##### Document text
But you aren't a baby, and the reason why you want my shirt off isn't lunch.

Little kids don't get interested in no-money-down real estate, Prem Rawat, or Scientology. They're curious, and run around all the time, and get happy when fire engines come. They demand to get taken to the circus, only to get scared by clowns, get miffed if they can't wear their cowboy shirts to school, but cheer up when you put a smiley face on their sandwich. They want to make things and play games, hang out with other kids, and have wild and thrilling things happen, all the time. What interests you is sex, money, following the worst possible examples of the cult of personality and manipulating people, in between grazing for food, and of all of those, only the last is at all childlike.
##########
Jobs —
• A. Answer these questions about the passage on what interests little kids, one answer a line:
(i) In the first sentence, what does the speaker say is not the reason for wanting the shirt off?
(ii) According to the passage, what scares little kids at the circus?
(iii) What cheers little kids up after they get miffed about their cowboy shirts?
• B. Please continue the passage on what interests little kids, picking up after its final sentence.
The listing that follows comes from a separate source.
##### Given data
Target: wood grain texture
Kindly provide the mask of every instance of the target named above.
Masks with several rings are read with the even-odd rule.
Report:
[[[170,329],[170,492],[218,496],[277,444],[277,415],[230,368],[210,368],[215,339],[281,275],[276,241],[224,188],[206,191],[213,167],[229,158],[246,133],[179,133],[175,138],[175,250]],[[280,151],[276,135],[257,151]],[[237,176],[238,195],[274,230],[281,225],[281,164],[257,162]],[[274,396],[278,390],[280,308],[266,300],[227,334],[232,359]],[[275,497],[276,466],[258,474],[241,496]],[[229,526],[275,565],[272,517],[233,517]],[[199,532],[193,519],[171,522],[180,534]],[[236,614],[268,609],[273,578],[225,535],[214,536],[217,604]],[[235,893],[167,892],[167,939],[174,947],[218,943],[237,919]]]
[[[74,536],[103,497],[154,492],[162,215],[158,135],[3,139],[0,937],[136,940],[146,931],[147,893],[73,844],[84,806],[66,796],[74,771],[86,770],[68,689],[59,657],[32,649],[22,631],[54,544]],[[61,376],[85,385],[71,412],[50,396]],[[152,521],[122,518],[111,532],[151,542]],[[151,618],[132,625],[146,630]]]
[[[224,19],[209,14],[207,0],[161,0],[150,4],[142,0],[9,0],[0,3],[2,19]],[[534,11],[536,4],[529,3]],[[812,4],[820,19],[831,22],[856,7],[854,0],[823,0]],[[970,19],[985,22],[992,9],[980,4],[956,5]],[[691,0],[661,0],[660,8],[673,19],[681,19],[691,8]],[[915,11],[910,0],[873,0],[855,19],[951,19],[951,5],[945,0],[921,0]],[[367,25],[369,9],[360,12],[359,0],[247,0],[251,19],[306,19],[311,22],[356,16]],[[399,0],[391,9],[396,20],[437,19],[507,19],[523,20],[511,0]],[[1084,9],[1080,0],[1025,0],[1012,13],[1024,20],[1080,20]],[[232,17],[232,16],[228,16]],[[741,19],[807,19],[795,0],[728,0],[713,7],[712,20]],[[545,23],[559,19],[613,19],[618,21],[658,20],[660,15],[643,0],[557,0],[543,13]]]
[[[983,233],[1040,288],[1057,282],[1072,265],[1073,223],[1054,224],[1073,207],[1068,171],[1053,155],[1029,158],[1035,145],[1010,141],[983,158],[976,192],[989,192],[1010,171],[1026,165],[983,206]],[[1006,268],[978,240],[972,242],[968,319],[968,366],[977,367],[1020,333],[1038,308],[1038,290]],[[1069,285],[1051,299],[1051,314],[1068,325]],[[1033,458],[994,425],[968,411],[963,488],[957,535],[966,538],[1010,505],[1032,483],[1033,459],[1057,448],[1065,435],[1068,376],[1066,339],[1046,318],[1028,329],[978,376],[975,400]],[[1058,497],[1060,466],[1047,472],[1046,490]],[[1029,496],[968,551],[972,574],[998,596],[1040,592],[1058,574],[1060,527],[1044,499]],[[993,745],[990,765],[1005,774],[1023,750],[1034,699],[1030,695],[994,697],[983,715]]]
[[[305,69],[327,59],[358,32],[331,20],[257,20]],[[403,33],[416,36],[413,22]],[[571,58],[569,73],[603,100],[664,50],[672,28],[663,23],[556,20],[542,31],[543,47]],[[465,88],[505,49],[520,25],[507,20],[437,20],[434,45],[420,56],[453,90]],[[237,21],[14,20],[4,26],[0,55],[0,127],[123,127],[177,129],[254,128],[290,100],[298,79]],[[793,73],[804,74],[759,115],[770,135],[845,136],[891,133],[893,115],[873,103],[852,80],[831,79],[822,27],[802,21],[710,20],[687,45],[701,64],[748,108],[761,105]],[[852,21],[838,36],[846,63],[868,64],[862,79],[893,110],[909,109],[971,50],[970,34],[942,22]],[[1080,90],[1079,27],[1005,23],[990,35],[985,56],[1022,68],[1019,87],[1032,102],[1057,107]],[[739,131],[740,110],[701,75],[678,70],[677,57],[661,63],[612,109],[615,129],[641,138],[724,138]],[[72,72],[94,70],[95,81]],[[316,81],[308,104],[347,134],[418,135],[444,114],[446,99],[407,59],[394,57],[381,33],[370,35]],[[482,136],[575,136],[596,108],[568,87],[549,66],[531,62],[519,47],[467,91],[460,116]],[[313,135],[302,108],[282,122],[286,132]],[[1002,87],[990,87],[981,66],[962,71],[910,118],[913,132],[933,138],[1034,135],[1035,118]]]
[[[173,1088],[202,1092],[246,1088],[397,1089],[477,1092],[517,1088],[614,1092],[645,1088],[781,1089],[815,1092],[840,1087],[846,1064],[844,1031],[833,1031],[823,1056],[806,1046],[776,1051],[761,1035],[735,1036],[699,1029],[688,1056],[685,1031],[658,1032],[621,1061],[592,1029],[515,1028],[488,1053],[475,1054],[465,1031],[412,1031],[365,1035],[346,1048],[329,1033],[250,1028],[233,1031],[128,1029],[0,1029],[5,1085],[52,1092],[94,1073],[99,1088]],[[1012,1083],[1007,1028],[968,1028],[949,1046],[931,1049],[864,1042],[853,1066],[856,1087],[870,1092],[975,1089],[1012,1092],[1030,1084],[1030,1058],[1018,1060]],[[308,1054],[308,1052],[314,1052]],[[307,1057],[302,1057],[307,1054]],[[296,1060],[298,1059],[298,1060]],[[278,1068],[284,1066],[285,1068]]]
##########
Results of the tasks —
• A.
(i) Lunch.
(ii) Clowns.
(iii) A smiley face on their sandwich.

• B.
These are harsh words, I know. It pains me to say them. As I said, if you were a normal person, I would not be saying anything like this at all. But then, I would have "normal" feedback from you: you'd look pained, or startled, at my first remark, and ask "Why are you saying this? What did I do?" Instead, I might as well have said "Oh, cloudy day we're having. Pity we can't get nearer, I have a cold." When I told you, you flatly denied, instead of apologizing, or finding some reason why you would have said what you did....even if you couldn't remember it. That's human, maybe you thought it was teasing, or funny, or you simply "misspoke".
Perhaps I might have simply chalked your denial up to embarrassment, if it weren't for the fact that you once cornered me in a small galley kitchen, with you stark naked. Or wearing a Speedo, leering at me. Or...inferring, any number of times, that we should have sex, simply because I was a woman and you were a man, and we lived together. No, you said it, and if you were one-half of the person you claim to be, you should have apologized.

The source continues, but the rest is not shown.